"""
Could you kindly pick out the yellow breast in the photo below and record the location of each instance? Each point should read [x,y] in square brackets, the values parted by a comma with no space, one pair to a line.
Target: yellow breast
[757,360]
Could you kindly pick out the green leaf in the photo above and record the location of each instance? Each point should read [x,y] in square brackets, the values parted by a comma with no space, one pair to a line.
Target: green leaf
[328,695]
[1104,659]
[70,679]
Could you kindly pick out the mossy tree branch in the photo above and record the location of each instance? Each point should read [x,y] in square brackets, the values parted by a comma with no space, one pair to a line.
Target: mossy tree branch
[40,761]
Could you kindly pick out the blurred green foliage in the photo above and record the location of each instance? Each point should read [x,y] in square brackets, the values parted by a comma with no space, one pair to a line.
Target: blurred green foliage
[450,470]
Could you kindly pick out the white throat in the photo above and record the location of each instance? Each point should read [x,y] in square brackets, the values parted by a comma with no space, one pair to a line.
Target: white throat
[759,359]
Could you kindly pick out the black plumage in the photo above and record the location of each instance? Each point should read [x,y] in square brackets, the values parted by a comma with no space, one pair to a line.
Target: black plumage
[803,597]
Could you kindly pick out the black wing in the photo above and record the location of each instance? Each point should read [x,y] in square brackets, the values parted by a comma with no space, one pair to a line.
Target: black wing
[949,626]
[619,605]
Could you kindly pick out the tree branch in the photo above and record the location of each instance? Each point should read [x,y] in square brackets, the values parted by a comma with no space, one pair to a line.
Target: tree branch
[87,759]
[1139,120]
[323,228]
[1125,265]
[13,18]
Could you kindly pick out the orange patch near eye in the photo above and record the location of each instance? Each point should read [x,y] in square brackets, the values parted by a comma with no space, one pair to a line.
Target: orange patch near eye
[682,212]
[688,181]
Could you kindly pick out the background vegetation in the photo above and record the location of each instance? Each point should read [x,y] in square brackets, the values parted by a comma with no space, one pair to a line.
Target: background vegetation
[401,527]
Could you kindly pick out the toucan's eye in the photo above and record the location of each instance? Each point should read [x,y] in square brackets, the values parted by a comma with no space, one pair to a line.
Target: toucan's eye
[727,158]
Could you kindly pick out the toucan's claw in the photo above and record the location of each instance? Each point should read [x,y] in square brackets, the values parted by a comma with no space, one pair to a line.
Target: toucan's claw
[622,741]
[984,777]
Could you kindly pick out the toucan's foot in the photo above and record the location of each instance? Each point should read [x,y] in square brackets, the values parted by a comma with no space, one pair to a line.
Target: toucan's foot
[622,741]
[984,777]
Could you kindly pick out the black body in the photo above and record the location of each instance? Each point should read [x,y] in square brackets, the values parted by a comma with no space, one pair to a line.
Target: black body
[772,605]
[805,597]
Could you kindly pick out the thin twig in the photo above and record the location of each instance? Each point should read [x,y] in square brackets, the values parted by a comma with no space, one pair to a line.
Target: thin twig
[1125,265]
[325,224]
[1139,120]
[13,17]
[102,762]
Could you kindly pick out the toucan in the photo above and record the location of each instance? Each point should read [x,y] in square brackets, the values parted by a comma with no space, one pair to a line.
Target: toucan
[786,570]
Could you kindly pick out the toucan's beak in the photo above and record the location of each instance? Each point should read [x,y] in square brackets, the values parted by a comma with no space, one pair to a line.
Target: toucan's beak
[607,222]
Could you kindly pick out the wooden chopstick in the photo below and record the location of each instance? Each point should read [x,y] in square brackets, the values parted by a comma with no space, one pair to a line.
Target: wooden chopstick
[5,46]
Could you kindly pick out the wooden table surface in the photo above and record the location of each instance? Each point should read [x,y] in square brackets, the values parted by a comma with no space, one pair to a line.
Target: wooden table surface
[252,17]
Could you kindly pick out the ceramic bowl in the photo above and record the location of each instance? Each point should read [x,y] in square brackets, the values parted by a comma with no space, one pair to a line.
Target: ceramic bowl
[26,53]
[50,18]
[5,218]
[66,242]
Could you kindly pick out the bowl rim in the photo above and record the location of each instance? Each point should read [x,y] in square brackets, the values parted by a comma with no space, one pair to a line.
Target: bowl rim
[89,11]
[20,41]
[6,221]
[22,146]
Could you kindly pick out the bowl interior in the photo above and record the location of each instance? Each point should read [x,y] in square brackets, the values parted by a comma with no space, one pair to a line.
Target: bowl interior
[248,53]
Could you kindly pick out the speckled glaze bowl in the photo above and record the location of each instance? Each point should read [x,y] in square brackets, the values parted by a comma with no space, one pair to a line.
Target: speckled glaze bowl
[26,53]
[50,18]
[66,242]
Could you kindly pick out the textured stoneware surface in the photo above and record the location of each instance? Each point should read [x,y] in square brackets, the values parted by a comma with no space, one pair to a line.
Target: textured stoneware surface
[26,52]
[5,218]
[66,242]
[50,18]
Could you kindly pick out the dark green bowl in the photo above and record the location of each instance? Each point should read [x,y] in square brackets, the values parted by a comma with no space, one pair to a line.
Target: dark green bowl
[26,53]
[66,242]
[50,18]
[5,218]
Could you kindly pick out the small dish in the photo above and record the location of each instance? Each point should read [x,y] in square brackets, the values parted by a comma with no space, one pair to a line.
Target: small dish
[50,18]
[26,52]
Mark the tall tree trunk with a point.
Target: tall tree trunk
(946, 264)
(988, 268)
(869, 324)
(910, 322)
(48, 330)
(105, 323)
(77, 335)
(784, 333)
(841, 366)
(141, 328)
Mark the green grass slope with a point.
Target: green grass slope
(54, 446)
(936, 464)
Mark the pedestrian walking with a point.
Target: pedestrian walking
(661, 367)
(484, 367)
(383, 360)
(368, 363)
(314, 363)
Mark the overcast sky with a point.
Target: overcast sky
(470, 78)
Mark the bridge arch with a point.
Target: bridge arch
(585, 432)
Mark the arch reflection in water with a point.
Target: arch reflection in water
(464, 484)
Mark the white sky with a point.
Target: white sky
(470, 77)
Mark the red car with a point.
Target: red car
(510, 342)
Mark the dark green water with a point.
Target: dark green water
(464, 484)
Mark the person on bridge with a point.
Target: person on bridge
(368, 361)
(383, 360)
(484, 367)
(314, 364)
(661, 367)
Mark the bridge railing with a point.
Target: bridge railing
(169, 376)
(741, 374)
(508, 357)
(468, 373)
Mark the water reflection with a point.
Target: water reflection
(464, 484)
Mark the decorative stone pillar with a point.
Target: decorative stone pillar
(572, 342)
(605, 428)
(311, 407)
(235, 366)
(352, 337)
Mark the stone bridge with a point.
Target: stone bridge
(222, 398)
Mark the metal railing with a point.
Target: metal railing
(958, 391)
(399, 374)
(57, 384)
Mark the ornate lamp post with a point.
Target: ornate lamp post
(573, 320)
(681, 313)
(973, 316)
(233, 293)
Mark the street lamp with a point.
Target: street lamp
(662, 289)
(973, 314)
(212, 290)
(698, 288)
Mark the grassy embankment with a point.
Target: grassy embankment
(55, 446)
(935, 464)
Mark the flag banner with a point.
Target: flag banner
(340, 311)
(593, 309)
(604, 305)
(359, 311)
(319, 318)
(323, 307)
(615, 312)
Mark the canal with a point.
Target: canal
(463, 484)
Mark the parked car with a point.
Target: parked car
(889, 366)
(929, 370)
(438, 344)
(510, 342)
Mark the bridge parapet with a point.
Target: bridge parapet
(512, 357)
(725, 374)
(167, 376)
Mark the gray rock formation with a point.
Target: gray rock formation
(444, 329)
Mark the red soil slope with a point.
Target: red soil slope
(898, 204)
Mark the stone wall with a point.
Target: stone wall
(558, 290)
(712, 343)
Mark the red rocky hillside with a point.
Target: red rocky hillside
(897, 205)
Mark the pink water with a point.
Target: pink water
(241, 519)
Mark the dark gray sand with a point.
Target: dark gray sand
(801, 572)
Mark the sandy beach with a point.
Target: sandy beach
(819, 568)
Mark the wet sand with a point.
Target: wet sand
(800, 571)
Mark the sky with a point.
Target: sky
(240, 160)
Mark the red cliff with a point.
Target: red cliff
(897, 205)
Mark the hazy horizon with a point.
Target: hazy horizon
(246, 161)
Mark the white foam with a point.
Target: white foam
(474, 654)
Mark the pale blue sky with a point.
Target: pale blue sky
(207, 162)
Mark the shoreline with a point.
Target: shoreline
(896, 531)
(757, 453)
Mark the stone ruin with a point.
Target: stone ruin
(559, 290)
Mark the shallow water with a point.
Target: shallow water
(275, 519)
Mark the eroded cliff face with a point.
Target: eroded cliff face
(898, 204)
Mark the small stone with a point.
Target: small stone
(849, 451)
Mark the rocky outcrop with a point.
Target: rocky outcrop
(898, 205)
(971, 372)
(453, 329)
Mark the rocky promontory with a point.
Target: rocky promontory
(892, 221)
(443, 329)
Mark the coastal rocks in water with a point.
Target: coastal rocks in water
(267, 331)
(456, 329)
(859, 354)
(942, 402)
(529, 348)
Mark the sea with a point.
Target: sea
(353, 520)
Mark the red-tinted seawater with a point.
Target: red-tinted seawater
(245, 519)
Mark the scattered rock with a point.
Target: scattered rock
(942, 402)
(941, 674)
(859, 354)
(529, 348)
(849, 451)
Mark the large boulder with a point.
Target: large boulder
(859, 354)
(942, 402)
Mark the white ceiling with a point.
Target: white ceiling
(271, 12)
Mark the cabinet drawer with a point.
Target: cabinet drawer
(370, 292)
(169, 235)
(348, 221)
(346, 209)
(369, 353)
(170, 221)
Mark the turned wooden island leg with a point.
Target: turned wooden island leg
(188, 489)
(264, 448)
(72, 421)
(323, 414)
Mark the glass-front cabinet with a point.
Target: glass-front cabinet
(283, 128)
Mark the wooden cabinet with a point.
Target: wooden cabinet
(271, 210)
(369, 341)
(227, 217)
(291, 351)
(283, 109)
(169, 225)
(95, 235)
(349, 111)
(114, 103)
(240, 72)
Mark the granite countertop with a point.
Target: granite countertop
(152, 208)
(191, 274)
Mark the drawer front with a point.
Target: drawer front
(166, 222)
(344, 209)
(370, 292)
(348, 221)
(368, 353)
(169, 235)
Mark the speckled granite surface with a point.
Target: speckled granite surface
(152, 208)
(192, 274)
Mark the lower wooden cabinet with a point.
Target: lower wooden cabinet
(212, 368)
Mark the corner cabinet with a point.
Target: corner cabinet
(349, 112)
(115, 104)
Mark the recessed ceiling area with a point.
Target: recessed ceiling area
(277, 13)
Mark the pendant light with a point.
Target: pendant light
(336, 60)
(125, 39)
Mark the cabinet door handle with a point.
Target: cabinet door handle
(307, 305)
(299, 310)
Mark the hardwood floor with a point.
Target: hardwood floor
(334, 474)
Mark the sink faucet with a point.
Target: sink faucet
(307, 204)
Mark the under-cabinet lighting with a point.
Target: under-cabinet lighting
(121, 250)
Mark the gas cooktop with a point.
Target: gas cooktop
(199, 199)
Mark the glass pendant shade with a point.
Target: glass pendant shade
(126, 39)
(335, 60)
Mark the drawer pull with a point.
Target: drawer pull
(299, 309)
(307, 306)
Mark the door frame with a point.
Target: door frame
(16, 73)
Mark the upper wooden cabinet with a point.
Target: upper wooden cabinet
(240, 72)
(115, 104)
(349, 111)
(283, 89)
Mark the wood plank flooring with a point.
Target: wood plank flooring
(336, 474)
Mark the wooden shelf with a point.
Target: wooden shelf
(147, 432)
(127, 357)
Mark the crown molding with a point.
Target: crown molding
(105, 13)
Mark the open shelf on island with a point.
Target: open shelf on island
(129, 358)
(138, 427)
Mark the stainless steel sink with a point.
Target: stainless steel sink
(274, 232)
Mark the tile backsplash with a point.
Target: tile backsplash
"""
### EXERCISE BRIEF
Look for the string "tile" in the entries above. Copy every line that has it.

### RESPONSE
Mark the tile backsplash with a point.
Target: tile backsplash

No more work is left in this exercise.